AIM
Express the part of the records that opens with the line containing "of the empty" and runs through the end of the records as a two-column CSV with the headers request and answer, one row per request. Put each field in double quotes and replace any line breaks with spaces.

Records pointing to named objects
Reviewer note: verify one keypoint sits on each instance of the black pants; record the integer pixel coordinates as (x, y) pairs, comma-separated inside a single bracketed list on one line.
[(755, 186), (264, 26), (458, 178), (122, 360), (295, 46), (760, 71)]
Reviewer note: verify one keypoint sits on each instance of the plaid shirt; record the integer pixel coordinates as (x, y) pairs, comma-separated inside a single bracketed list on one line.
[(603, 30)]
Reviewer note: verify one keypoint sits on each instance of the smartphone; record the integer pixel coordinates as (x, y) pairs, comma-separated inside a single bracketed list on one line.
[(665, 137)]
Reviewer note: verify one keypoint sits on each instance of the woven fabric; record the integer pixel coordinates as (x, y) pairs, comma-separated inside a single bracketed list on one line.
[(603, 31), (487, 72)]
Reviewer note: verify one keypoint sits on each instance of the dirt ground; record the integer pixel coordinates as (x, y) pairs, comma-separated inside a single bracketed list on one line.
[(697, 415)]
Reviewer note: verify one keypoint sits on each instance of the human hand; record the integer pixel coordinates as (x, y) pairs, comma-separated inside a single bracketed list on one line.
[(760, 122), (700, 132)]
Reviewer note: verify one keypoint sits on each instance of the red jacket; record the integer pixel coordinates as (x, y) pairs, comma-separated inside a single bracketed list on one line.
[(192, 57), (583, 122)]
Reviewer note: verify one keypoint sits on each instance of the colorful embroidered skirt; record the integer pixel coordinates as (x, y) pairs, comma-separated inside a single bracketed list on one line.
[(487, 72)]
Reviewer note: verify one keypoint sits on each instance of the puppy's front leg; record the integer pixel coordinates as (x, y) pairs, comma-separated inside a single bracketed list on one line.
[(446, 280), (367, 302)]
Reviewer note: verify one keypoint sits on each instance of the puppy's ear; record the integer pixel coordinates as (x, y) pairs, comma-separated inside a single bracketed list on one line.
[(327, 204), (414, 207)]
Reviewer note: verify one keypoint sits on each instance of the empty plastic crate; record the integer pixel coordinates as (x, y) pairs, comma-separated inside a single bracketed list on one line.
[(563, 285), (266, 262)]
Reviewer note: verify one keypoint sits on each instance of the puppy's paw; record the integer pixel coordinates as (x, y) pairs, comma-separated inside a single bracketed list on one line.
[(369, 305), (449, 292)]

COMPLETE OUTPUT
request,answer
"Reviewer note: verify one keypoint sits on each instance of the empty plastic crate; record the integer pixel coordinates as (x, y) pairs, comma-separated inside a single bracketed list on one line.","[(563, 285), (266, 262)]"
"Reviewer note: verify one keypoint sits on each instance of the puppy's paw; record the integer pixel coordinates as (x, y) pairs, comma-separated inside a single bracketed list on one line.","[(369, 305), (449, 292)]"